Items from a data source

------

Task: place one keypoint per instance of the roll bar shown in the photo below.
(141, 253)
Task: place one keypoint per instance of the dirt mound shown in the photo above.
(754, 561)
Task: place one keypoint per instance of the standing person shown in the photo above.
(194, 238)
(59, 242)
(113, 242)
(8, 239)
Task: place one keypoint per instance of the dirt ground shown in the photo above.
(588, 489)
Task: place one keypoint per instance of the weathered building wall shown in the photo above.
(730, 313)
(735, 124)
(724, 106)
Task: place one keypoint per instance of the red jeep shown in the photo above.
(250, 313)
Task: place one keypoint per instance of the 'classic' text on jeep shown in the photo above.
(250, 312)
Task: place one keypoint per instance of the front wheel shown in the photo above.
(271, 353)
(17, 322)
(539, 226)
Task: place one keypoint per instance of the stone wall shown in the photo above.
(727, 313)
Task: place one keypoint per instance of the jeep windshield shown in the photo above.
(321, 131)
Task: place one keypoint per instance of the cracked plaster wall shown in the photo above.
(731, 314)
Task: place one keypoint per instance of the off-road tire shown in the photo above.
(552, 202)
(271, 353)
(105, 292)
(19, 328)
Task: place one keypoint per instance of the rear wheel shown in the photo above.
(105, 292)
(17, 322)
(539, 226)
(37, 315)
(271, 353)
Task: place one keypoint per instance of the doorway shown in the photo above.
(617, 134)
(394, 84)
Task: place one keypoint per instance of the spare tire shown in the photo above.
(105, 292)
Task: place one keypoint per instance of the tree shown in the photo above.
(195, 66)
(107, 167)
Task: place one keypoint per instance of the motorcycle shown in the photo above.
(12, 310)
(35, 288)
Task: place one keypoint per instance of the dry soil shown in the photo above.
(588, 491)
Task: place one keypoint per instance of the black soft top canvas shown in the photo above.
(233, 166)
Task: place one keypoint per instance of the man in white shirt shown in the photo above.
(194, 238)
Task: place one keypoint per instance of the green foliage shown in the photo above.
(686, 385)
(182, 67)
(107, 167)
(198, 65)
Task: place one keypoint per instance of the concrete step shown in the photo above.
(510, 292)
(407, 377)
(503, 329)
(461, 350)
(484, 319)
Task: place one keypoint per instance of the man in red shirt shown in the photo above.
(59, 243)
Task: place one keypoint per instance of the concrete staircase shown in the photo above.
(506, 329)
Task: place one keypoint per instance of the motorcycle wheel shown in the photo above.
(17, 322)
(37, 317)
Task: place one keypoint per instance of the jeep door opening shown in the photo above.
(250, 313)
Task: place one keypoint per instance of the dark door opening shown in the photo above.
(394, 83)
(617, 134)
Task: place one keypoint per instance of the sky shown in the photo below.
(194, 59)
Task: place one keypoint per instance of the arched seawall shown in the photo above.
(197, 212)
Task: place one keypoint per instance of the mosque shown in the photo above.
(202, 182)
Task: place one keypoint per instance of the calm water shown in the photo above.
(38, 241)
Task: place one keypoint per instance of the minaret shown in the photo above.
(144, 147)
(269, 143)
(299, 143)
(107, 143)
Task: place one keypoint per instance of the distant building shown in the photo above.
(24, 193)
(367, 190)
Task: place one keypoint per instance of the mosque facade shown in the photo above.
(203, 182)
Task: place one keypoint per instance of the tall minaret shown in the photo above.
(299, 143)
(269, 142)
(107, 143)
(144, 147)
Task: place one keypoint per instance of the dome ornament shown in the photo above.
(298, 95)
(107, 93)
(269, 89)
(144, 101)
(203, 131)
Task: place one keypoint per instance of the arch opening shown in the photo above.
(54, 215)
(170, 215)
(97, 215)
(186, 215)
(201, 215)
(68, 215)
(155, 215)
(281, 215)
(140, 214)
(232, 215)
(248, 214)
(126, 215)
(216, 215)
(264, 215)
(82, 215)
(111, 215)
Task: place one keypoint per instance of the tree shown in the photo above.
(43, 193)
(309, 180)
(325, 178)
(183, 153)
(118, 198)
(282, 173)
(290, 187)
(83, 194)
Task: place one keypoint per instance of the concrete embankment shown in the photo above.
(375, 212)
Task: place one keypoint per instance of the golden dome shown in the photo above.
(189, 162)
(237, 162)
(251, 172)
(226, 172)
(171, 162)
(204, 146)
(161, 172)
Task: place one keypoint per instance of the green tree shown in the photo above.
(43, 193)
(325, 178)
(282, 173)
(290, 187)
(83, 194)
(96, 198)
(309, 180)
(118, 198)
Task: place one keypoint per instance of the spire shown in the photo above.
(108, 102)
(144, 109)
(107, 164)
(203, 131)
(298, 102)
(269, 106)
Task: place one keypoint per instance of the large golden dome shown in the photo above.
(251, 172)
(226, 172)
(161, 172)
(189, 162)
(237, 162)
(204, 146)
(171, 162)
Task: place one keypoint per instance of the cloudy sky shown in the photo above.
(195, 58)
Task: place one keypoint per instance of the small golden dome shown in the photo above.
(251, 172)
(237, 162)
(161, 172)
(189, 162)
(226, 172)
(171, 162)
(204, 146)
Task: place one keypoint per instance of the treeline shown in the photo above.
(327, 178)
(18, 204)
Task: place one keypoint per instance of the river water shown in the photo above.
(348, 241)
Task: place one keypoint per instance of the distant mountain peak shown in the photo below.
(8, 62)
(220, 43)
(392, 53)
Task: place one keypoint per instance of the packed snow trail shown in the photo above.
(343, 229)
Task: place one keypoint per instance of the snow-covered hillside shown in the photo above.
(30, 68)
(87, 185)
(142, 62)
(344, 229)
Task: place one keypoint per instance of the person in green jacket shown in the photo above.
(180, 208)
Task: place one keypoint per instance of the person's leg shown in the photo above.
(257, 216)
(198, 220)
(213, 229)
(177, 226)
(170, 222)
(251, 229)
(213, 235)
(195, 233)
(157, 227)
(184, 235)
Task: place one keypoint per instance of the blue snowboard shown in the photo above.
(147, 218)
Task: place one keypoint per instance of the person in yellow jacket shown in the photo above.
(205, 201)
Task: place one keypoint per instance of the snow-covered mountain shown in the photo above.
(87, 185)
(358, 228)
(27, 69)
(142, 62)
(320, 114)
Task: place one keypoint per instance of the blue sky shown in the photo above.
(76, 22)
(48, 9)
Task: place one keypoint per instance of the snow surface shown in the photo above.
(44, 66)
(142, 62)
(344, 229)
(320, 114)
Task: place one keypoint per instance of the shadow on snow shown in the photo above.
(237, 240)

------

■ SET TASK: Please set down all the data word for word.

■ TASK SOLUTION:
Task: place one keypoint per instance of the roll bar shown in the photo below.
(141, 253)
Task: place one keypoint per instance of the dirt mound shown in the photo above.
(754, 561)
Task: place one keypoint per instance of the standing person shown in the photo above.
(194, 238)
(59, 242)
(113, 242)
(8, 239)
Task: place one keypoint per instance of the dirt ground shown in the photo above.
(588, 489)
Task: place one keypoint per instance of the weathered building wall shown in the photo above.
(730, 313)
(735, 124)
(724, 106)
Task: place one keypoint per instance of the red jeep shown in the photo above.
(250, 313)
Task: place one keypoint per instance of the 'classic' text on jeep shown in the photo above.
(250, 312)
Task: place one keypoint per instance of the front wheel shown in the photo above.
(271, 353)
(17, 322)
(539, 226)
Task: place one keypoint per instance of the stone wall shown in the photo above.
(727, 313)
Task: place one keypoint per instance of the jeep windshield shown in the photo above.
(321, 131)
Task: place one keypoint per instance of the cracked plaster wall shown in the photo above.
(731, 314)
Task: place one keypoint per instance of the off-road tire shown in the photo above.
(552, 202)
(271, 353)
(105, 292)
(19, 328)
Task: place one keypoint per instance of the rear wheel shown in the photo above.
(105, 292)
(17, 322)
(539, 226)
(37, 315)
(271, 353)
Task: place one keypoint per instance of the doorway shown in the photo above.
(617, 134)
(394, 84)
Task: place one keypoint per instance of the spare tire shown in the photo above.
(105, 292)
Task: place one keypoint per instance of the tree shown in the photo above.
(195, 66)
(107, 167)
Task: place one keypoint per instance of the motorcycle shown in the photo above.
(12, 310)
(35, 288)
Task: place one keypoint per instance of the dry soil shown in the photo above.
(588, 491)
Task: place one keypoint per instance of the black soft top canvas shown in the photo above.
(233, 166)
Task: place one keypoint per instance of the man in white shirt shown in the photo above.
(194, 238)
Task: place one keypoint per instance of the green foliage shown in the photo above.
(686, 385)
(182, 67)
(107, 167)
(198, 65)
Task: place one keypoint per instance of the concrete step shown in the photo above.
(510, 292)
(407, 377)
(503, 329)
(461, 350)
(484, 319)
Task: place one keypoint per instance of the man in red shirt shown in the photo above.
(59, 243)
Task: place one keypoint per instance of the concrete staircase shown in the photo above.
(506, 329)
Task: place one keypoint per instance of the motorcycle wheel shown in the photo above.
(17, 322)
(37, 317)
Task: place one keypoint per instance of the jeep door opening shown in the photo above.
(250, 313)
Task: place one keypoint per instance of the dark door opening shown in the photo above.
(394, 83)
(617, 134)
Task: place one keypoint per instance of the sky shown in the photo below.
(194, 59)
Task: place one keypoint per instance of the arched seawall shown in the photo above.
(197, 212)
Task: place one keypoint per instance of the mosque shown in the photo above.
(202, 182)
Task: place one keypoint per instance of the calm water shown in the photo above.
(38, 241)
Task: place one keypoint per instance of the minaret shown in the photo above.
(144, 147)
(269, 143)
(299, 143)
(107, 143)
Task: place one keypoint per instance of the distant building shown in the photo above.
(24, 193)
(367, 190)
Task: place one keypoint per instance of the mosque facade shown in the photo above.
(203, 182)
Task: place one keypoint per instance of the tall minaret shown in the photo above.
(299, 143)
(269, 142)
(107, 143)
(144, 147)
Task: place one keypoint per instance of the dome ornament shown in the photo above.
(298, 95)
(107, 93)
(269, 89)
(144, 101)
(203, 131)
Task: place one keypoint per instance of the arch opening shown in the photo above.
(54, 215)
(170, 215)
(97, 215)
(186, 215)
(201, 215)
(68, 215)
(155, 215)
(281, 215)
(140, 214)
(232, 215)
(248, 214)
(126, 215)
(216, 215)
(264, 215)
(82, 215)
(111, 215)
Task: place one keypoint per instance of the tree shown in the photo above.
(43, 193)
(309, 180)
(325, 178)
(183, 153)
(118, 198)
(282, 173)
(290, 187)
(83, 194)
Task: place one keypoint per instance of the concrete embankment shown in the photo above.
(375, 212)
Task: place one keypoint per instance of the golden dome shown in the photo above.
(189, 162)
(237, 162)
(251, 172)
(226, 172)
(171, 162)
(204, 146)
(161, 172)
Task: place one keypoint per instance of the green tree shown in the photo above.
(43, 193)
(325, 178)
(282, 173)
(290, 187)
(83, 194)
(96, 198)
(309, 180)
(118, 198)
Task: place one keypoint per instance of the spire shown in the photo above.
(108, 102)
(144, 109)
(107, 164)
(203, 131)
(298, 102)
(269, 106)
Task: place one keypoint per instance of the large golden dome shown in the photo above.
(251, 172)
(226, 172)
(161, 172)
(189, 162)
(237, 162)
(204, 146)
(171, 162)
Task: place one keypoint per instance of the cloudy sky shown in the photo above.
(195, 58)
Task: place one keypoint per instance of the small golden dome shown in the photo above.
(251, 172)
(237, 162)
(161, 172)
(189, 162)
(226, 172)
(171, 162)
(204, 146)
Task: place one keypoint per instance of the treeline shown in the photo above.
(327, 178)
(18, 204)
Task: place one keypoint per instance of the river water shown in the photo above.
(348, 241)
Task: place one keypoint per instance of the distant mountain peak shown in the photo below.
(8, 62)
(220, 43)
(392, 53)
Task: place one keypoint per instance of the packed snow trail shown in the photo above.
(343, 229)
Task: place one keypoint per instance of the snow-covered hillside shown in the photo above.
(30, 68)
(87, 185)
(142, 62)
(344, 229)
Task: place one keypoint per instance of the person in green jacket shown in the photo above.
(180, 208)
Task: place one keypoint per instance of the person's leg shown in the photo above.
(257, 216)
(198, 220)
(213, 229)
(177, 226)
(170, 222)
(251, 229)
(213, 235)
(195, 233)
(157, 227)
(184, 235)
Task: place one keypoint per instance of the blue snowboard shown in the photo above.
(147, 218)
Task: place one keypoint per instance of the person in yellow jacket shown in the photo above.
(205, 201)
Task: place one keypoint per instance of the snow-covered mountain shown in the photo above.
(87, 185)
(358, 228)
(27, 69)
(142, 62)
(320, 114)
Task: place one keypoint per instance of the blue sky shown in the photo above.
(76, 22)
(48, 9)
Task: place one keypoint per instance of the snow surface shown in the photo above.
(44, 66)
(142, 62)
(344, 229)
(320, 114)
Task: place one keypoint per instance of the shadow on snow shown in the photo above.
(237, 240)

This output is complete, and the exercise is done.